** 取り組む課題 **
1/ デニムパンツ特集の文章に照らして、(a) Huge Layered Jeansには日本製のコットン100%ブラックデニムが使われている、(b) Huge Layered Jeansの腰位置を調整するにはベルトが欠かせない、(c) Switching Denim Wide Bermuda PantsはKAMIYAとFULL COUNTのコラボレーションから生まれた、の三つがそれぞれ正しいかを「はい」か「いいえ」で答えなさい。各判定には、根拠となる文章中の語句を一字一句違えずに引用して添えること。
2/ デニムパンツ特集の文章を、最後の文に続けて書き進めなさい。

** 文書本文 **
════════

本日はFASCINATE_THE R(大阪 心斎橋)とFASCINATE KYOTO(京都 河原町)の両店で取り扱っている各ブランドから、25-26AWコレクションで展開されたデニムパンツをセレクトしてご紹介いたします。
今回はデニムパンツ特集ということで、シーズン問わず着用いただけるアイテムばかりをセレクトしています。
デニムパンツならではの素材や色味はもちろん、異なるシルエットやデザインの豊富なラインナップをセレクトしていますので、是非チェックして、今シーズンから着用してみてはいかがでしょうか。
Maison MIHARA YASUHIRO | 常識を覆す「二重構造」。迫力あるヒュージシルエットのデニム
Huge Layered Jeans (Black) / A15PT027
Maison MIHARA YASUHIRO(メゾン・ミハラヤスヒロ)が提唱する「既視感のあるアイテムに違和感を与える」手法が色濃く反映された、象徴的な「Huge Layered Jeans」。最大の特徴は、「通常サイズの上にさらにワンサイズ大きいデニムパンツを重ねたような二重構造」。実際に2本のパンツを重ね履きしているかのような重厚感とウエスト周りのボタンやベルトループが二重に見える視覚的なユニークさが、見る人を驚かせる遊び心に溢れています。単なるワイドパンツを超えた圧倒的な「ヒュージシルエット(巨大なシルエット)」を描き、生地を贅沢に使用した二重構造により、着用した際に独特のドレープと立体的な広がりが生まれます。
足元に向かってズドンと落ちる迫力あるラインは、シンプルなトップスと合わせるだけでもコーディネートの主役になる存在感を放ちます。素材はしっかりと厚みのある日本製コットン100%ブラックデニムを使用しており、カジュアルさが抑えられ、構築的でアバンギャルドな雰囲気を演出。ベルトループに加え、内側に調節可能なドローコードが付属しているため、ベルトなしでもイージーパンツのように腰位置を調整して着用できる機能性も兼ね備えた一本です。
KAMIYA | 90'sウェストコーストの再解釈。切り替えが効いたモダンなデニムショーツ
Switching Denim Wide Bermuda Pants FULL COUNT x KAMIYA (INDIGO) / G14FC102
デザイナー神谷康司氏が手掛けるKAMIYAと日本が世界に誇る老舗デニムブランド「FULL COUNT(フルカウント)」との強力なコラボレーションによって誕生した5ポケットのバミューダパンツ。このアイテムは、KAMIYAの得意とする「ニューヴィンテージ」な感性と90年代のウェストコースト・ストリートの空気感を融合。左半身などに施されたスイッチング(切り替え)デザインが、単調になりがちなデニムショーツにKAMIYAらしい再構築的な違和感とアクセントを加えています。

════════

** 提供資料 **
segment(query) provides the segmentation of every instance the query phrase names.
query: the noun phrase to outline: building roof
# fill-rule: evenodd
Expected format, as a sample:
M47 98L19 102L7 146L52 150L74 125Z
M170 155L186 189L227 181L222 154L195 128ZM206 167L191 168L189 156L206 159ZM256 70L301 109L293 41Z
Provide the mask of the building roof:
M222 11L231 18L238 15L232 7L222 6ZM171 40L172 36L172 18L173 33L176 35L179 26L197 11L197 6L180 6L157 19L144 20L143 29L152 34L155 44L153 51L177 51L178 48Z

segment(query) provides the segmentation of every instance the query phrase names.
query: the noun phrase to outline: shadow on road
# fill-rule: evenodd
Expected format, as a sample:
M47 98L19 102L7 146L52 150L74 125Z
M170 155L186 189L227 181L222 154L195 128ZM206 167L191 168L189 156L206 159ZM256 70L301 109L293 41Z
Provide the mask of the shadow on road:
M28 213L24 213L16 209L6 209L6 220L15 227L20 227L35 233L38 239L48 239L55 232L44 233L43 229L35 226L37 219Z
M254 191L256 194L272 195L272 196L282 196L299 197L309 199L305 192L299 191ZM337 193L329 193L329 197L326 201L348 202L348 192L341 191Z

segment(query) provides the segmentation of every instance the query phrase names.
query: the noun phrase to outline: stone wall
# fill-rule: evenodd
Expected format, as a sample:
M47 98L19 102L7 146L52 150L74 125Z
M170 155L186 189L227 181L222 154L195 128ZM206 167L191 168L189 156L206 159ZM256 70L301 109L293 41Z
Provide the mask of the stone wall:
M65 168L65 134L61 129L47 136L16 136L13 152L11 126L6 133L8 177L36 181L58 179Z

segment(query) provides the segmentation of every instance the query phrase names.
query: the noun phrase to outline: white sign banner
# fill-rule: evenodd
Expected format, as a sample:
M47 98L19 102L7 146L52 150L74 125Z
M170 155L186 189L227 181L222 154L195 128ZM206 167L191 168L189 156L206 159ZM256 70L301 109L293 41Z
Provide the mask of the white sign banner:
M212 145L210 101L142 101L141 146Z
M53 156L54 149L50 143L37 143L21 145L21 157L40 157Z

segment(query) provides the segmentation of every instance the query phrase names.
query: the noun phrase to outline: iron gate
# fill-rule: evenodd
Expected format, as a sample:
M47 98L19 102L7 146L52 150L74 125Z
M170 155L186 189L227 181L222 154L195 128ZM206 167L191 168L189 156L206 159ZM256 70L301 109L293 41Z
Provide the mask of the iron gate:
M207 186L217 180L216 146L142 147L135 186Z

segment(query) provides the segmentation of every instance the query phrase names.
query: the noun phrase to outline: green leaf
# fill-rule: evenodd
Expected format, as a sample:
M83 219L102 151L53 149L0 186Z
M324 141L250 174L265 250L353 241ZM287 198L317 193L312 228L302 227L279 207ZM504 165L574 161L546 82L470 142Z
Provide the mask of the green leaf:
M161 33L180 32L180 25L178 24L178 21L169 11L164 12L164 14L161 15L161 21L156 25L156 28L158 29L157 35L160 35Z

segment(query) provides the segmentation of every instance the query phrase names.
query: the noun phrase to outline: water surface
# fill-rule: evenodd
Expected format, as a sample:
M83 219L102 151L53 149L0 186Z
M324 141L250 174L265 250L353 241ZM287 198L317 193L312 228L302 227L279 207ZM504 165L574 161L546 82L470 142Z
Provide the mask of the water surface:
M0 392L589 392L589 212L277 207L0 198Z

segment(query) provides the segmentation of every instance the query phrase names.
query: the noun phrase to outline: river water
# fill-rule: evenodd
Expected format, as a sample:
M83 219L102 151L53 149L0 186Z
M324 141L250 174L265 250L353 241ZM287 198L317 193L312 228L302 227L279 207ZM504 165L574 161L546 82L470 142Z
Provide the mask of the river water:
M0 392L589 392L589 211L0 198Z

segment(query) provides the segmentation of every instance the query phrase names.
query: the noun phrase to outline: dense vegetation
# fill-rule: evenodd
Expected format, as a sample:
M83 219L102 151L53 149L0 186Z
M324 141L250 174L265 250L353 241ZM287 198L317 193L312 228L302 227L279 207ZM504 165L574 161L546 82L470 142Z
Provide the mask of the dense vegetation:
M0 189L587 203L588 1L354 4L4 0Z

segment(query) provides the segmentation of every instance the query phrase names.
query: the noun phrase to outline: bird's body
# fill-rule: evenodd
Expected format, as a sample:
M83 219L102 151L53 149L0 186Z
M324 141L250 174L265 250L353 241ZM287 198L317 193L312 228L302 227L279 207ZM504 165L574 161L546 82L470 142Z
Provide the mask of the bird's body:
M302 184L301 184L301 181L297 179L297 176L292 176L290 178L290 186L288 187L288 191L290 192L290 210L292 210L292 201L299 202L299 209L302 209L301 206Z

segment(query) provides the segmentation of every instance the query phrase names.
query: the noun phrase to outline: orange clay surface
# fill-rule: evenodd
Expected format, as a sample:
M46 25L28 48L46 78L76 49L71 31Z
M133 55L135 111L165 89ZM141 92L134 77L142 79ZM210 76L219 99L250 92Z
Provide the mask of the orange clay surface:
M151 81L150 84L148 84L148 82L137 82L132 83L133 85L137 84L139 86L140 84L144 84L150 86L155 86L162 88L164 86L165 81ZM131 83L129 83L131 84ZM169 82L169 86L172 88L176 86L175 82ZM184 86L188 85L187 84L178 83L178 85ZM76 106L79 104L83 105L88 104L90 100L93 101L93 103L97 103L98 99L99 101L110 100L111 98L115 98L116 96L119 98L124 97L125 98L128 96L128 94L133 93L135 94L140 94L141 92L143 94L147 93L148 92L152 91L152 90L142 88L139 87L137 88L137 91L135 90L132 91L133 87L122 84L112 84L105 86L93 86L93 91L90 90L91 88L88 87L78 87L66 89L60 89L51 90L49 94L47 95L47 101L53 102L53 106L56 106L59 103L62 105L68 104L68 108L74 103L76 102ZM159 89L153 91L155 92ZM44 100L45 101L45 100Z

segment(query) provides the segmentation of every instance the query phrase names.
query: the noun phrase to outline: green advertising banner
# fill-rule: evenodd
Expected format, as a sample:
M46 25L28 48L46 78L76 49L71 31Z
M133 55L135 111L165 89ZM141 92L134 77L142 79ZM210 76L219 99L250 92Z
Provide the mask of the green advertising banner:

════════

** 各課題の解答 **
1/
(a) はい。「素材はしっかりと厚みのある日本製コットン100%ブラックデニムを使用しており」
(b) いいえ。「ベルトなしでもイージーパンツのように腰位置を調整して着用できる」
(c) はい。「KAMIYAと日本が世界に誇る老舗デニムブランド「FULL COUNT(フルカウント)」との強力なコラボレーションによって誕生した5ポケットのバミューダパンツ」

2/
最大の特徴は、FULL COUNTの代名詞である13.7オンスのオリジナルセルビッジデニム。綿花の中でもハイクオリティで知られるジンバブエコットンを100%使用しており、繊維長が長いため、「驚くほどの軽さ」と「肌に馴染む柔らかさ」を実現しています。厚みがあるのに柔らかく、吸水性・通気性にも優れているため、夏場の着用でも快適です。シルエットは全体的にゆとりを持たせたリラックス・ルーズフィット。膝下丈に設定されたバミューダ丈は、子供っぽくならず、ブーツやボリュームスニーカーとの相性を計算した絶妙なバランス。長年履き込んだかのような繊細な加工が施され、耐久性も兼ね備えているため、ガシガシ履き込んで自分だけの経年変化を楽しむことができます。
SEVESKIG | 着るアートピース。RIDAWO氏のグラフィティが宿るヴィンテージセルビッジ
Graffiti 5P Denim Pants Ver,Ridawo (INDIGO) / PT-SV-NGA-1004
SEVESKIG(セヴシグ)が得意とする加工技術とイラストレーターRIDAWO(リダヲ)氏による強烈な個性を持つアートワークが融合した、今季のテーマを象徴する一本。最大の特徴は、デニムをキャンバスに見立ててRIDAWO氏のグラフィティアートが全体に落とし込まれている点。ポップでありながらどこか「毒気」や「アンダーグラウンド」な雰囲気を感じさせる独自のタッチが、ノスタルジックかつエッジの効いた表情を生み出します。デニムにはセルビッチ使用のXXタイプというクラシックな生地を採用し、SEVESKIGならではの「やりすぎない」ヴィンテージ加工を施すことで、ハードなグラフィックが乗っても安っぽくならず、ラグジュアリーなストリートウェアとして成立しています。
シルエットは流行に左右されすぎない、王道のストレートライン。「ズルっと腰で履く」スタイルがオススメの履き方。裾にクッションを持たせることで90年代〜00年代初頭のストリート感を演出できる設計となっています。履き込むほどに、ベースのインディゴカラーが落ち、グラフィックとの馴染みが変化していく経年変化(エイジング)も同時に楽しめる、「着るアート」と言える仕上がりのデニムです。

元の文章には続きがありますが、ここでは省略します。